■ THE TASK
Show each line of the material below that contains the string "high". Case matters.
━━━ INFORMATION ━━━
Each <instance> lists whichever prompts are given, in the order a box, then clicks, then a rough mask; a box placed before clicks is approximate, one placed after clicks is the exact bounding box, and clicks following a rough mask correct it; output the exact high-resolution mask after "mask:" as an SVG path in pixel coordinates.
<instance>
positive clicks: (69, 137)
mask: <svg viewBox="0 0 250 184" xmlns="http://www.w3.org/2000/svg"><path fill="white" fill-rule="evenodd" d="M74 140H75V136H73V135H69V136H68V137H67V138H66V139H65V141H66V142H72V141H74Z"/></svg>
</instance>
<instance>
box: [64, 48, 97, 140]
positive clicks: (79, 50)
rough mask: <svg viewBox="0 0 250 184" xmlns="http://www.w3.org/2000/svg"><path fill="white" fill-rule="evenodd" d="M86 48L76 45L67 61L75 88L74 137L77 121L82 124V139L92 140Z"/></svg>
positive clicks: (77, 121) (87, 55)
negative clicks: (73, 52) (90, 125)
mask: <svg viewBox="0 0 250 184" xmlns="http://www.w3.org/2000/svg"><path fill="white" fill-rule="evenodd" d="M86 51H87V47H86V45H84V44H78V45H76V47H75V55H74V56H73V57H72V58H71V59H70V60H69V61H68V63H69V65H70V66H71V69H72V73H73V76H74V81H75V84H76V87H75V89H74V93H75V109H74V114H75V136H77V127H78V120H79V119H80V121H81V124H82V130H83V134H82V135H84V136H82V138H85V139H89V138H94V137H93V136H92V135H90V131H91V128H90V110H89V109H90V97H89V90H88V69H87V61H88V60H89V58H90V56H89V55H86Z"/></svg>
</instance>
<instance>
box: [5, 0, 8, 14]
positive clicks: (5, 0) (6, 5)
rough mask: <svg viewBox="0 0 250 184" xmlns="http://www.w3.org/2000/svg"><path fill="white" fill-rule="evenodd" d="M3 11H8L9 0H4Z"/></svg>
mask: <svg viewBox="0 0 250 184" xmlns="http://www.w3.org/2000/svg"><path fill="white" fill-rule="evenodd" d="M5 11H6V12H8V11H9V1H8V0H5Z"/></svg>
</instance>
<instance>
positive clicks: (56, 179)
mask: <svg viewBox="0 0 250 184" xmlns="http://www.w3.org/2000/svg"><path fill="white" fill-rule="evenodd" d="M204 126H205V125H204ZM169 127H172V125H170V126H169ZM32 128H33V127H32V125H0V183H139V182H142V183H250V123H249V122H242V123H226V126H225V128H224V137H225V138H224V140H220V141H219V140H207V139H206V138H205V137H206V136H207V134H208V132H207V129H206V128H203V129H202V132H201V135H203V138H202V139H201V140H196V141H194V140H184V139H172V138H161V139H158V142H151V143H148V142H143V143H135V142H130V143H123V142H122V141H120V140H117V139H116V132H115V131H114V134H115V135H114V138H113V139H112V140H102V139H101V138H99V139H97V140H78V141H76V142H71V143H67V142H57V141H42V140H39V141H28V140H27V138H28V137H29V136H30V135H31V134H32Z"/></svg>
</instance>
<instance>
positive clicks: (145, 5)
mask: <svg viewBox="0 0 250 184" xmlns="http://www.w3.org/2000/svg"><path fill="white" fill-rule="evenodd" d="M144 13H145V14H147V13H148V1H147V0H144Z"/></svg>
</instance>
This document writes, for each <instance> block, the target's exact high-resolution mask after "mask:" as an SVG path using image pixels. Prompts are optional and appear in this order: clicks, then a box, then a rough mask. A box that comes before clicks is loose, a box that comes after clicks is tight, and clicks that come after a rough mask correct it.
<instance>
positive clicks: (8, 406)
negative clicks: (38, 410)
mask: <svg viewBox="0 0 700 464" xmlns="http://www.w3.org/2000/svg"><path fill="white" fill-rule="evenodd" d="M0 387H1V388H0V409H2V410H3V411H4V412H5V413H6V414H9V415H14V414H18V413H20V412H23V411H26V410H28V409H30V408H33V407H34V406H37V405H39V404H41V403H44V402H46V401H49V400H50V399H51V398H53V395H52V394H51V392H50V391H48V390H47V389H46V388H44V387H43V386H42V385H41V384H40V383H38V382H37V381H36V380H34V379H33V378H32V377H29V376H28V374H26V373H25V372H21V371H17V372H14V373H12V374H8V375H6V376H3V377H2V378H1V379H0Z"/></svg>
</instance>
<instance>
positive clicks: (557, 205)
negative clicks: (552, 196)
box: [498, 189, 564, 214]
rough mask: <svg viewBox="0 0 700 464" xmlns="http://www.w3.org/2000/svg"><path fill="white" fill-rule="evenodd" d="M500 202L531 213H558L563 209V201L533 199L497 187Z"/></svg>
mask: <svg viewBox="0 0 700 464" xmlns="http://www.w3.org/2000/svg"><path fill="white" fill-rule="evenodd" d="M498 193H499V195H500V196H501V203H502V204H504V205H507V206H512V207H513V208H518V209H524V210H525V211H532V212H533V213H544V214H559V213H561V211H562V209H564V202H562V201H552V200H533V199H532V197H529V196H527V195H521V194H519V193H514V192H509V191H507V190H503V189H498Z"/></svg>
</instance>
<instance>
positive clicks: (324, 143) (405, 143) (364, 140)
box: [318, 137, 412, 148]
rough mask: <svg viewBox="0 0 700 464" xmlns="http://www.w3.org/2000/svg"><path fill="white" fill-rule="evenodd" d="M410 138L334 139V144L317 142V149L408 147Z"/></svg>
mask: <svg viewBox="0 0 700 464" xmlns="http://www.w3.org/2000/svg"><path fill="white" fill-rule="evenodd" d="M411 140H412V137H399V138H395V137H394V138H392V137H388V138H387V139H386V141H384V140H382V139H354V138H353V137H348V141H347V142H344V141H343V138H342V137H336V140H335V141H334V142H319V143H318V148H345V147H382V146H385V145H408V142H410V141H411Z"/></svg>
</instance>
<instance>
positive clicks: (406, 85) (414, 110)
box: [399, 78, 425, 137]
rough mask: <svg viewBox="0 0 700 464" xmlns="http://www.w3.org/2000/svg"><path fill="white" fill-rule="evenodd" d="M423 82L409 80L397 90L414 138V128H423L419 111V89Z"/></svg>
━━━
■ EXERCISE RESPONSE
Each <instance> lists whichever prompts are given, in the order a box, then clicks, then a rough mask; a box placed before clicks is approximate, one placed after clicks is the exact bounding box, and clicks following a rough mask correct it; output the exact high-resolution mask after "mask:" as an SVG path in pixel coordinates.
This document writes, for each <instance> block, the target's exact high-resolution mask after "mask:" as an SVG path using image pixels. Prompts are optional and appear in this order: clicks, then a box, then a rough mask. A box that comes before clicks is loose, a box that comes after clicks is tight, and clicks that come after a rough mask correct it.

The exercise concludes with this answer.